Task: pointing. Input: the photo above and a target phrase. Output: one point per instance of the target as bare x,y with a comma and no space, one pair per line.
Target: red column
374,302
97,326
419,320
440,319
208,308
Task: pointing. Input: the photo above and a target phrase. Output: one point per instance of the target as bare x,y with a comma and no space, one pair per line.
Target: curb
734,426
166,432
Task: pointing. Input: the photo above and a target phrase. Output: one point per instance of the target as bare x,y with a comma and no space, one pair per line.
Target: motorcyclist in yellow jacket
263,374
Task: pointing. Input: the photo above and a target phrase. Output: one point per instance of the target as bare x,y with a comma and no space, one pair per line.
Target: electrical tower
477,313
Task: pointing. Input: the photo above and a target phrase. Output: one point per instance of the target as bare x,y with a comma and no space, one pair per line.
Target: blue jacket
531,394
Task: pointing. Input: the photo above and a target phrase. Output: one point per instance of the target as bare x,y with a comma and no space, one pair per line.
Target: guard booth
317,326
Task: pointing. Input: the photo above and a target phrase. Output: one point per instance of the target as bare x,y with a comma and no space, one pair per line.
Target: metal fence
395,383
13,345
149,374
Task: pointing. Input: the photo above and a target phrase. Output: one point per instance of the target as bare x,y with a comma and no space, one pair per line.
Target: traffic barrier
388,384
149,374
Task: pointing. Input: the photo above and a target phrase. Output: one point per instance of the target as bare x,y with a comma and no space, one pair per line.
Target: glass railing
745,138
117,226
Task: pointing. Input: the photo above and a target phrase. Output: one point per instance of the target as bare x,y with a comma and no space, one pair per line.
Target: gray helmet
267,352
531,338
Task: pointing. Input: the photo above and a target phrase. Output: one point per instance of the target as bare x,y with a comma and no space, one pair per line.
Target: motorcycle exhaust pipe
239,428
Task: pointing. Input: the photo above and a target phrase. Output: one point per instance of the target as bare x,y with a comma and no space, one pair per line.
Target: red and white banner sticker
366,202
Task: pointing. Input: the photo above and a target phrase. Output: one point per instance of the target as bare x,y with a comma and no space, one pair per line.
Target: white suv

━━━

• [EXERCISE REQUIREMENTS]
Write down the full listing again, exactly.

• [PROBLEM SOLUTION]
Task: pointing. Input: the photo above and a target phrase. Output: one point per instance of the target as bare x,y with a comma and no space, one pair per line.
Target: red column
374,302
97,326
419,320
440,319
208,308
Task: pointing. Input: the photo above and a target phrase. Output: one point per instance of the target as bare x,y with a comma and no space, one pair per line.
Target: curb
734,426
166,432
Task: pointing. Input: the photo above and a target phrase. Output: one point per instance of the target as bare x,y with a comma and no space, one pair per line.
Target: motorcyclist in yellow jacket
263,374
Task: pointing. Input: the photo above and a target phrase. Output: one point per instance of the target as bare x,y with a comma and no space, one pair per line.
Target: electrical tower
477,313
Task: pointing. Input: the photo above and a target phrase. Output: one point per instance of the target as bare x,y with a comma and no space, one pair per line.
Target: blue jacket
531,394
Task: pointing. Input: the photo above and a target phrase. Output: one point per instance of the target as bare x,y with a comma and no space, one pair per line.
Target: guard booth
317,326
Task: pointing. Input: the photo above and a target phrase. Output: one point per instance of the target as bare x,y with a comma and no space, one pair per line.
Target: metal fence
395,383
13,345
149,374
Task: pointing. Input: the photo above and a target phrase. Output: one point per instance of the target as bare x,y with a comma and no space, one pair per line.
Target: traffic barrier
388,384
149,374
Task: pointing. Input: the photo above and a target phrase. Output: one point per instance of the target as bare x,y with a comma and no space, one pair per line.
Target: glass railing
745,138
117,226
Task: pointing. Input: the photo above and a target phrase. Output: one point per instance of the target as bare x,y with a comma and no space, one pair per line.
Target: gray helmet
267,352
531,338
Task: pointing. Input: the photo above and a target phrase. Output: one point per instance of the target as bare x,y with a comma and no space, one pair per line.
Target: motorcycle exhaust pipe
239,428
Task: pointing. Input: the photo above and a target phrase. Output: one point per instance of the target as bare x,y with a comma and no space, one pair per line.
Target: red and white banner sticker
366,202
Task: pointing. Input: the photo above and a target phrase. Output: one point per instance of the target as bare x,y with a comma and no space, one pair per line.
Target: white suv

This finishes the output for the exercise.